EXERCISE TEXT Start Marker

The Register-Herald, Beckley, West Virginia

College Sports

April 8, 2014

What a wonderful evening with ‘Coach’ Kandzari!

MORGANTOWN — This column really is not about sports, per se. But, more importantly, it is about a widely known medical doctor whose nickname happens to be “Coach.”

Dr. Stanley J. Kandzari was recognized for an amazing 44 years of distinguished, highly respected service at West Virginia University Hospitals. He has earned high praise as a professor of urology and surgery in his chosen specialty.

More than 100 people, including WVU Hospitals associates and numerous friends, attended a $100-a-plate recognition dinner given by the WVU School of Medicine honoring Dr. Kandzari for his lengthy, great professional career.

That most enjoyable event was staged memorably last Friday evening at the Erickson Alumni Center. A steady rain didn’t interfere with that tremendous tribute to “Coach.”

I’m told that the money raised at the fine function will start an endowment fund for young urology medical students needing financial aid. Of course, that is named in Dr. Kandzari’s honor.

A portrait of him and various other mementos also were presented to him.

He is a Monongalia County native and grew up in suburban Granville. And he is seen at virtually all WVU football and basketball games played in Morgantown.

So much so, perhaps the good doctor has learned so much about both sports over the years that he could offer useful tips to million-dollar coaches in their winning efforts.

EXERCISE TEXT End Marker
DATA EXTRACTS Start Marker

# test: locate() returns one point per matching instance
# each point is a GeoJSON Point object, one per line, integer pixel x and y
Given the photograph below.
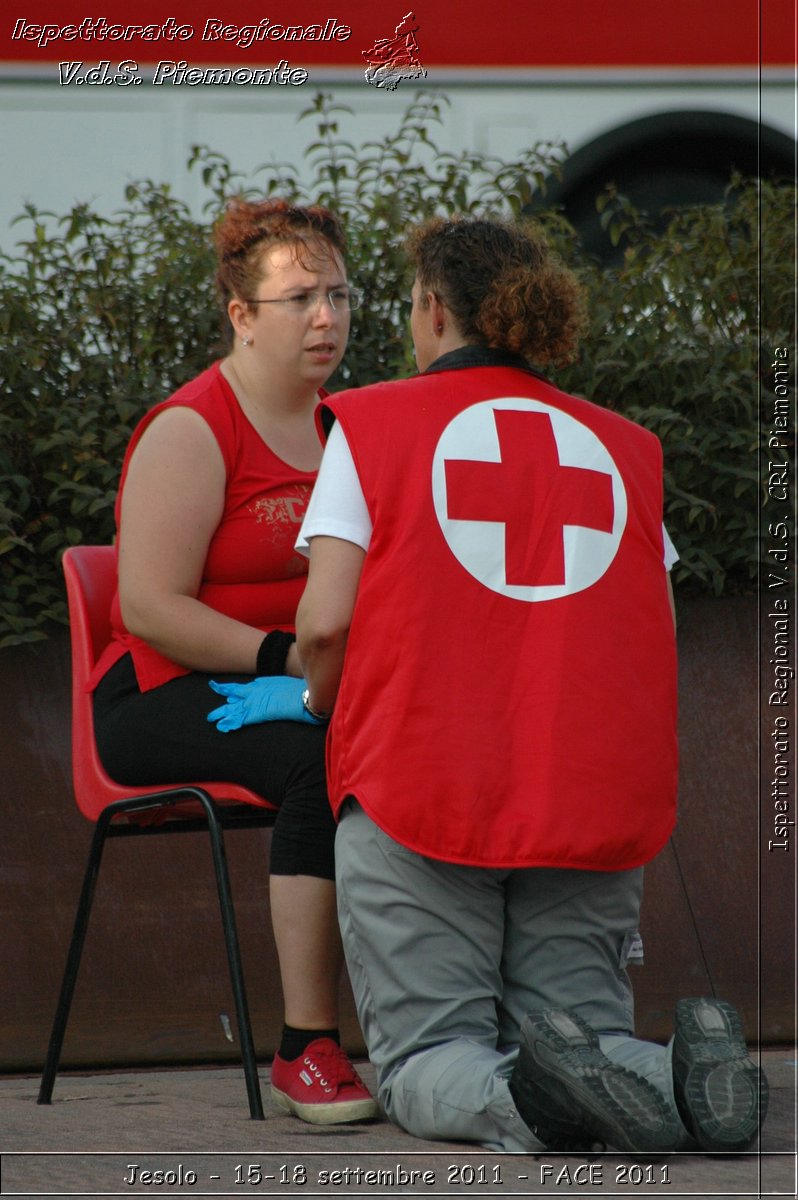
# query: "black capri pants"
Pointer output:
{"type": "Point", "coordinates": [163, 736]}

DATA EXTRACTS End Marker
DATA EXTRACTS Start Marker

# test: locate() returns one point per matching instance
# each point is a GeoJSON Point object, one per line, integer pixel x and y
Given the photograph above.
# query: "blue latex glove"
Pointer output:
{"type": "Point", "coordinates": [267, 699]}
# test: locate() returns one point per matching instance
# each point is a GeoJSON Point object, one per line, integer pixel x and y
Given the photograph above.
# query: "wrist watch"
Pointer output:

DATA EXTRACTS End Marker

## WORK INSTRUCTION A
List every place name (town, county, or state) that appears in the column about Dr. Kandzari's recognition dinner.
## WORK INSTRUCTION B
Write out again the part of the column about Dr. Kandzari starting with "College Sports" and going on through "his chosen specialty.".
## WORK INSTRUCTION C
Pick up the column about Dr. Kandzari's recognition dinner after its final sentence and write what comes next.

## RESPONSE BOX A
Beckley; West Virginia; Morgantown; Monongalia County; Granville

## RESPONSE BOX B
College Sports

April 8, 2014

What a wonderful evening with ‘Coach’ Kandzari!

MORGANTOWN — This column really is not about sports, per se. But, more importantly, it is about a widely known medical doctor whose nickname happens to be “Coach.”

Dr. Stanley J. Kandzari was recognized for an amazing 44 years of distinguished, highly respected service at West Virginia University Hospitals. He has earned high praise as a professor of urology and surgery in his chosen specialty.

## RESPONSE BOX C
In that connection, veteran Tony Caridi, West Virginia U.’s top game broadcaster, served as sort of a master of ceremonies for this dinner. Several of the honored guest’s associates also spoke.

Happily, Caridi recalled some memorable highlights of achievements in WVU athletic history. Those included the 1942 NIT championship team and the Jerry West-led 1959 team that lost by five points to California in the NCAA Tournament finalé.

What’s more, even though this wasn’t really a sports event, the Mountaineer mascot Jonathan Kimble was seen in the mix chatting. He wanted to join in the celebration.

You could tell “Coach” Kandzari truly was having a ball when dancing around with an athletic cap he was presented.

I have been among his multitude of longtime friends. That dates back numerous years when I was a patient of his in surgery for prostate cancer.

There was also another Furfari family doctor on this occasion. Dr. Sam Oliver, a urologist practicing in Charleston, had “Coach” as his mentor in medical school. He happens to be my oldest sister Ann’s only child.

Dr. Oliver was there, of course. And so was his beautiful daughter Claire. She is a first-year student in the WVU School of Medicine.

Their presence added to the enjoyment for me at one of the finest evenings I’ve ever spent honoring a very special and deserving person.

I certainly wish Dr. Stanley “Coach” Kandzari many happy years during the remainder of his career. So will his thousands of friends and associates.